Records shown section start

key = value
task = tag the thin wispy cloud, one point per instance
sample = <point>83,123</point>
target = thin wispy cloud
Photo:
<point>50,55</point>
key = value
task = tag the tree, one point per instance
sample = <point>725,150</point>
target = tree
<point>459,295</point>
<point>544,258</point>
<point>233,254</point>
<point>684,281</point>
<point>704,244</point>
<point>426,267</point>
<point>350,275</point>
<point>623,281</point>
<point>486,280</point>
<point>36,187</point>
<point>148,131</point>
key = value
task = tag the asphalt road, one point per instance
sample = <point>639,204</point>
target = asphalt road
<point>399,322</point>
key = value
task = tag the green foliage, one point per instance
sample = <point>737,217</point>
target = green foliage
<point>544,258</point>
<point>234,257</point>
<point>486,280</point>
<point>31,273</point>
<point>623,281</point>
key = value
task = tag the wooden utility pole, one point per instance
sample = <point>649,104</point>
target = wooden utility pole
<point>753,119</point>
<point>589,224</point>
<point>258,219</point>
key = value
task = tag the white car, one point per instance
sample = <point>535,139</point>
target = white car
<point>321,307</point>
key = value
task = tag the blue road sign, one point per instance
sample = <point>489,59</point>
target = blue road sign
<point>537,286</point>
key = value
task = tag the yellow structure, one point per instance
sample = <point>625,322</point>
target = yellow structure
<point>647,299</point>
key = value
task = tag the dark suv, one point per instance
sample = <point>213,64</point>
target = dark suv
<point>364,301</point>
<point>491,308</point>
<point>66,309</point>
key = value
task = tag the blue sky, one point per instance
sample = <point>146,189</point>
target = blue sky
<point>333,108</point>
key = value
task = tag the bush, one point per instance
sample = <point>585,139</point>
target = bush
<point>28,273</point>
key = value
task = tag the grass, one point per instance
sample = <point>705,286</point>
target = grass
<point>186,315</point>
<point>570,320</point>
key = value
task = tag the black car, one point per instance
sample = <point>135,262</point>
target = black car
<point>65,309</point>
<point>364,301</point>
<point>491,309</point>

Records shown section end

### Exercise description
Reproduce exactly what is written in the listing above.

### Expected output
key = value
task = tag the thin wispy cloud, one point per instance
sample = <point>83,123</point>
target = thin wispy cloud
Photo:
<point>50,55</point>
key = value
task = tag the tree, one point per instance
sample = <point>725,150</point>
target = tree
<point>459,295</point>
<point>544,258</point>
<point>233,254</point>
<point>684,281</point>
<point>704,244</point>
<point>426,267</point>
<point>350,275</point>
<point>623,281</point>
<point>486,280</point>
<point>36,187</point>
<point>148,131</point>
key = value
task = tag the asphalt road, one point per instance
sample = <point>639,204</point>
target = asphalt road
<point>399,322</point>
key = value
task = tag the green foliage, one point per instance
sample = <point>737,217</point>
target = green foliage
<point>544,258</point>
<point>234,257</point>
<point>486,280</point>
<point>31,273</point>
<point>623,281</point>
key = value
task = tag the wooden utility pole, one point per instance
sample = <point>649,104</point>
target = wooden utility pole
<point>753,119</point>
<point>589,224</point>
<point>258,219</point>
key = value
task = tag the white car, one point per instance
sample = <point>535,139</point>
target = white car
<point>321,307</point>
key = value
task = tag the blue road sign, one point per instance
sample = <point>489,59</point>
target = blue road sign
<point>537,286</point>
key = value
task = tag the yellow structure, one point per instance
sample = <point>625,322</point>
target = yellow structure
<point>647,299</point>
key = value
task = tag the dark suv, one point per instance
sample = <point>213,64</point>
target = dark suv
<point>364,301</point>
<point>491,308</point>
<point>66,309</point>
key = value
task = tag the blue sky, one point per instance
sample = <point>146,189</point>
target = blue sky
<point>333,108</point>
key = value
task = tag the bush, one point per instance
sample = <point>585,139</point>
target = bush
<point>28,273</point>
key = value
task = tag the grass, one point per instance
sample = <point>705,286</point>
target = grass
<point>186,315</point>
<point>570,320</point>
key = value
task = tag the black car, one point per instance
sample = <point>135,262</point>
target = black car
<point>65,309</point>
<point>364,301</point>
<point>491,309</point>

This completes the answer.